◆ Excerpted text ◆

I’m seeing WAY too many self-described “the AI guy/gal - follow me to how to leverage AI yada yada” then you look at their LinkedIn and it’s “self employed director of marketing” with a BA in Art History. Learn AI from data scientists and programmers who actually built it.

Don’t let the AI grifters get you or your family. Educate yourself.

Follow folks like @DAIR and read.

@shanselman @DAIR it's reminding me a little of when lots of people started pushing web 3.0 as the next big thing... Interesting how that one fizzled out.

The recent wave of "AI" is clearly different (much more mainstream for a start) but seems to be encouraging a similar pattern of people trying to 'own' the space and drive the hype cycle.

@jonhilton @shanselman @DAIR Normies should definitely play with AI to understand the tooling. Right now, it’s like the stumbling into the Library of Alexandria, with no card catalog or a Hypatia to help explain what’s going on.

◆ Supplied data ◆
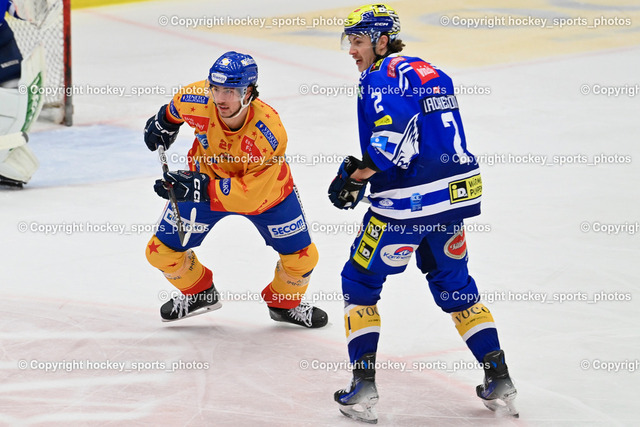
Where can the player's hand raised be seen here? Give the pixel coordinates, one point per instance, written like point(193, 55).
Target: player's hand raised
point(188, 186)
point(160, 131)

◆ Work required ◆
Extend the discussion thread on AI hype and self-styled experts, starting after its final post.

◆ Reply ◆
54% of American adults read at a 5th grade level and are unprepared to grapple with linear and classification regression, lambda cost penalties, etc.

@shanselman @DAIR just like with crypto, now it's the "AI Bros"...
@shanselman perfectly emulates the crypto clowns...
@DAIR
@shanselman @DAIR plenty of people with DS on their LI that are still full of hot air :)
@shanselman @DAIR and just as do many have pointed out, those same people were calling themselves “web3” and “cryptocurrency” guys/gals last year. Grifters every one.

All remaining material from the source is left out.